The exercise: Reproduce the data below line for line, with no changes.

━━━ Records ━━━

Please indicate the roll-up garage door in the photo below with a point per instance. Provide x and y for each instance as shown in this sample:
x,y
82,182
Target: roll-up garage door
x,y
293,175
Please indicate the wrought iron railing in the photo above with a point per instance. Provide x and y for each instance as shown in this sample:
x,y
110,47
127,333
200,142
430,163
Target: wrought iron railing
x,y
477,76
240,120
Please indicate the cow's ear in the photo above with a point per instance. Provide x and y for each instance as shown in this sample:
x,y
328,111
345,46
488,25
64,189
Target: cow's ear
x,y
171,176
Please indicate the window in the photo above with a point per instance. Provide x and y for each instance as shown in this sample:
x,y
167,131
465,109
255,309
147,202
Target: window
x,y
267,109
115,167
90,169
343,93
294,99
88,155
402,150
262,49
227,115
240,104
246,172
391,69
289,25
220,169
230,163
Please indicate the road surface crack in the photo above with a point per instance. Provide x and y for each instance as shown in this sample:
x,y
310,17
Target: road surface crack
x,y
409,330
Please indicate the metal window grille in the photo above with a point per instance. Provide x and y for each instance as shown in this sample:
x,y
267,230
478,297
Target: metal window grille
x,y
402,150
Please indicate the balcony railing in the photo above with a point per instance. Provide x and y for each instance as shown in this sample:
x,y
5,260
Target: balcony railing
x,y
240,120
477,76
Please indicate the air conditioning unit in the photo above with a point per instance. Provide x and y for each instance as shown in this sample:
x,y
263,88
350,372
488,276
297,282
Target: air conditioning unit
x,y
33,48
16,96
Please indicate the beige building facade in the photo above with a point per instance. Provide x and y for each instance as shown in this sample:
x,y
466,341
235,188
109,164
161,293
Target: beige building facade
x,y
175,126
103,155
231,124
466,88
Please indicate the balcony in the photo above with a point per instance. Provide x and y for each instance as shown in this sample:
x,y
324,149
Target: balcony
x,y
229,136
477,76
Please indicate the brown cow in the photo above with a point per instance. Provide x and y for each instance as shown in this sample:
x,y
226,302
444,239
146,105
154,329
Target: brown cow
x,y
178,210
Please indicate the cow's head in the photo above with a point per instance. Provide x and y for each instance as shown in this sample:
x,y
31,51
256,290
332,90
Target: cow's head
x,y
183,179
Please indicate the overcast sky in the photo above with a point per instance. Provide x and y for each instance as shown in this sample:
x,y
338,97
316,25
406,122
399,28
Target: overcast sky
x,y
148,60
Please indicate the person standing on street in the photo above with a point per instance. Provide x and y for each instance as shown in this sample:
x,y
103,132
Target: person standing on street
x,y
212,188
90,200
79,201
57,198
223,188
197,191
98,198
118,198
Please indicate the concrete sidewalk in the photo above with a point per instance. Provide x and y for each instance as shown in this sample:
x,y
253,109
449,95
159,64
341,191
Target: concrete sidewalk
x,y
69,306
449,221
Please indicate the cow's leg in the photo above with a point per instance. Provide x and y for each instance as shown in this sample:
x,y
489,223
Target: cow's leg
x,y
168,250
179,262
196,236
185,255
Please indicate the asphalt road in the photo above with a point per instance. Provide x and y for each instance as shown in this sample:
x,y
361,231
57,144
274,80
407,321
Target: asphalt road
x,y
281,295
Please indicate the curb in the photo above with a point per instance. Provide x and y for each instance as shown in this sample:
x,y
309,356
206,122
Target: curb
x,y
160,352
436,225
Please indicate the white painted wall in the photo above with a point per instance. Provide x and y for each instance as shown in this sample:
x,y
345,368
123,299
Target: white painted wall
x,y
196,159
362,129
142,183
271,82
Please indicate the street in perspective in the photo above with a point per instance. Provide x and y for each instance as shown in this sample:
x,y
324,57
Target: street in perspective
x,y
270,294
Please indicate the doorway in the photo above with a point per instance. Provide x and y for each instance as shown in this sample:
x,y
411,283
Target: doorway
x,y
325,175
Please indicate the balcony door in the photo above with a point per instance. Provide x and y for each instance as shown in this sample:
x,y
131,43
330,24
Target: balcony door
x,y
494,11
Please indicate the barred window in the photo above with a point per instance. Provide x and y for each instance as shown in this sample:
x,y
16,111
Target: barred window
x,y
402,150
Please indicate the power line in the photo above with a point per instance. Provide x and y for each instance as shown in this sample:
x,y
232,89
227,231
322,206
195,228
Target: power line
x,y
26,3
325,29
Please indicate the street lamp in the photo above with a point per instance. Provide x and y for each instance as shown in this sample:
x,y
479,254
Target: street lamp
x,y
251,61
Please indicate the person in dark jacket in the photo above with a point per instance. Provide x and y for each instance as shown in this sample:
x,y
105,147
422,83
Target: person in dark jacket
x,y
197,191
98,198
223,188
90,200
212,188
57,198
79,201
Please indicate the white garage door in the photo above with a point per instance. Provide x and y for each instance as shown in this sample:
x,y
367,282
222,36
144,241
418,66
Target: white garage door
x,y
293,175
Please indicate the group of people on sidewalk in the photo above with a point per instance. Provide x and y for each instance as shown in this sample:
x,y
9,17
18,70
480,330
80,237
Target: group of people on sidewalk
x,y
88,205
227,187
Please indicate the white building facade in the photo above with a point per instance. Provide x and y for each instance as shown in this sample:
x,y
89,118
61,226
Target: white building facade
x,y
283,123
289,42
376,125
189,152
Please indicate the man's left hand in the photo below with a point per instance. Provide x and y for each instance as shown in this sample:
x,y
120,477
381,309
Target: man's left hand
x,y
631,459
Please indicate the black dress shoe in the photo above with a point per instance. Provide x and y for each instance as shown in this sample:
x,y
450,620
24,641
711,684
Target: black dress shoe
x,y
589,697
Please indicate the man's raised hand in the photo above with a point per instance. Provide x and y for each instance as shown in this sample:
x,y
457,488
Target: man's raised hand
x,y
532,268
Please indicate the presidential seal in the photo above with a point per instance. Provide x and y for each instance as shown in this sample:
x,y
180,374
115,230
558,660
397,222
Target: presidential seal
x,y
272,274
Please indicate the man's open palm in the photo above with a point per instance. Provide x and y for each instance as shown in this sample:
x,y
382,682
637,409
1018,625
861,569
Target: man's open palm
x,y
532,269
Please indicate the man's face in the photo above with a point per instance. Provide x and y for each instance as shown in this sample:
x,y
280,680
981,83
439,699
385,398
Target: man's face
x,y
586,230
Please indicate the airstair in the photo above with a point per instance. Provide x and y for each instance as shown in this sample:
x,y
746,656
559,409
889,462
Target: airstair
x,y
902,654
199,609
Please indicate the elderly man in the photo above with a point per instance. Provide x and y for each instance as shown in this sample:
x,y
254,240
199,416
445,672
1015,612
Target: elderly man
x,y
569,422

━━━

The output:
Please indicate the roll-up garage door in the photo below with a point per instance. Provide x and y for each instance as shown in this sample:
x,y
82,182
Target: roll-up garage door
x,y
293,175
Please indicate the wrought iron railing in the photo above with a point per instance. Provide x and y for each instance as shown in this sample:
x,y
110,47
127,333
200,142
430,163
Target: wrought iron railing
x,y
477,76
240,120
Please indicate the cow's ear in the photo above with a point per instance. Provide x and y for each instance as shown in this sample:
x,y
328,111
345,46
488,25
64,189
Target: cow's ear
x,y
171,176
Please indicate the window in the photo above with a point per instance. Provide x and y for each instance as shown in this sample:
x,y
167,131
465,109
255,309
147,202
Target: window
x,y
267,109
115,167
90,169
343,93
294,99
88,155
402,150
262,49
227,115
240,104
246,172
391,69
289,25
220,169
230,163
Please indicate the road surface crack in the photo above with a point per instance. Provide x and y for each instance as shown in this sample:
x,y
310,17
Target: road surface crack
x,y
409,330
Please indicate the metal window grille in the photo above with a point per instance. Provide x and y for each instance as shown in this sample:
x,y
267,230
478,297
Target: metal window grille
x,y
402,150
Please indicate the balcony railing in the photo above with a point per instance. Provide x and y for each instance as shown in this sample:
x,y
5,260
Target: balcony railing
x,y
240,120
477,76
Please indicate the air conditioning unit in the photo above with a point per instance. Provide x and y for each instance as shown in this sample:
x,y
263,88
350,372
488,276
297,282
Target: air conditioning unit
x,y
33,48
16,96
Please indicate the beige building facade in the photo above with a point per instance. Provide x and y for each instance as shown in this sample:
x,y
466,341
235,188
109,164
161,293
Target: beige building facade
x,y
175,126
103,155
231,124
466,88
Please indicate the balcony in the photo above with a point per instance. Provide x and y for each instance as shown in this sample:
x,y
324,149
Target: balcony
x,y
229,136
477,76
Please indicate the brown cow in the photo above with a point per instance. Provide x and y for each instance as shown in this sample:
x,y
226,302
444,239
146,105
154,329
Target: brown cow
x,y
178,210
Please indicate the cow's head in the photo above with a point per instance. Provide x and y for each instance as shown in this sample:
x,y
31,51
256,290
332,90
Target: cow's head
x,y
183,179
Please indicate the overcast sky in the photo above with a point per instance. Provide x and y for each instance as shown in this sample:
x,y
338,97
316,25
406,122
399,28
Target: overcast sky
x,y
148,60
Please indicate the person standing on street in the photo above with a point per instance. Provide x and y for each instance as shown in this sample:
x,y
103,132
Target: person standing on street
x,y
212,188
90,200
79,201
57,198
223,188
197,191
98,198
118,198
Please indicate the concrete sidewalk in the photo above with a point per instance. Provide x and y for each instance as shown in this sample:
x,y
253,109
449,95
159,64
341,191
Target: concrete sidewalk
x,y
69,306
449,221
Please indicate the cow's leg in the photo above with a point per instance. Provide x and y for each instance as shown in this sample:
x,y
489,223
Target: cow's leg
x,y
168,250
179,262
196,236
185,255
Please indicate the asphalt road in the photo above with a point per instance. Provide x and y for each instance as shown in this sample:
x,y
361,231
57,144
274,80
407,321
Target: asphalt road
x,y
281,295
Please indicate the curb in the photo above with a point per instance. Provide x and y for each instance as shown in this sample:
x,y
309,356
206,122
Target: curb
x,y
160,352
436,225
Please indicate the white painted wall in the photo above with a point per instance. Provide x and y for each instance as shown in this sample:
x,y
345,368
123,299
Target: white painted wall
x,y
196,159
362,129
142,183
271,82
Please indicate the street in perspective in the photo above with a point per instance. Provide x and y for each instance as shown in this sample:
x,y
324,57
Target: street in perspective
x,y
270,294
Please indicate the doorway in the photo above with a point per instance. Provide x and y for each instance as shown in this sample:
x,y
411,283
Target: doorway
x,y
325,175
Please indicate the balcony door in the photo above with a point per instance. Provide x and y for each instance as shown in this sample:
x,y
131,43
330,24
Target: balcony door
x,y
494,11
Please indicate the barred window in the photo above with a point per instance. Provide x and y for each instance as shown in this sample:
x,y
16,111
Target: barred window
x,y
402,150
Please indicate the power line in the photo above with a point per instance. Provide x and y for each instance as shown in this sample:
x,y
232,89
227,231
322,206
195,228
Target: power line
x,y
26,3
325,29
Please indicate the street lamp in the photo above with a point per instance. Provide x and y for each instance as shown in this sample:
x,y
479,254
Target: street lamp
x,y
251,61
Please indicate the person in dark jacket in the photo above with a point per instance. Provide x and y for each instance as shown in this sample:
x,y
105,147
422,83
Target: person in dark jacket
x,y
197,191
98,198
223,188
90,200
212,188
57,198
79,201
Please indicate the white garage door in the photo above with a point per instance. Provide x and y for each instance as shown in this sample:
x,y
367,282
222,36
144,241
418,66
Target: white garage door
x,y
293,175
Please indicate the group of people on sidewalk in the photo above with a point per instance. Provide x and y for each instance as shown in this sample:
x,y
9,17
18,70
480,330
80,237
Target: group of people on sidewalk
x,y
88,205
227,187
Please indicate the white building facade in the photo above with a point per instance. Provide x and y for each instance as shown in this sample:
x,y
89,118
61,226
Target: white building facade
x,y
283,123
289,42
376,125
189,152
Please indicate the man's left hand in the photo below with a point per instance. Provide x and y for each instance as shown in this sample:
x,y
120,477
381,309
Target: man's left hand
x,y
631,459
Please indicate the black dress shoe in the photo above with a point per instance. Provide x and y for each instance as shown in this sample:
x,y
450,620
24,641
711,684
Target: black dress shoe
x,y
589,697
Please indicate the man's raised hand in the photo above with a point per instance. Provide x and y for each instance as shown in this sample:
x,y
457,488
Target: man's raised hand
x,y
532,268
Please indicate the presidential seal in the photo above with a point per instance. Provide x and y for each instance as shown in this sample:
x,y
180,374
115,230
558,660
397,222
Target: presidential seal
x,y
272,274
Please indicate the man's open palm in the photo above with a point per instance. Provide x and y for each instance as shown in this sample:
x,y
382,682
637,409
1018,625
861,569
Target: man's open palm
x,y
532,269
Please indicate the man's face in the photo above with a point per instance. Provide x and y for each instance as shown in this sample:
x,y
280,680
981,83
439,699
385,398
Target: man's face
x,y
586,230
Please indicate the airstair in the photo above with a point per instance. Provide x and y for each instance as shown in this sample:
x,y
746,656
559,409
889,462
Target: airstair
x,y
902,654
199,609
Please indicate the elderly man in the photo above with a point per instance. Provide x and y for each instance as shown in this sample:
x,y
254,240
199,416
445,672
1015,612
Target: elderly man
x,y
569,422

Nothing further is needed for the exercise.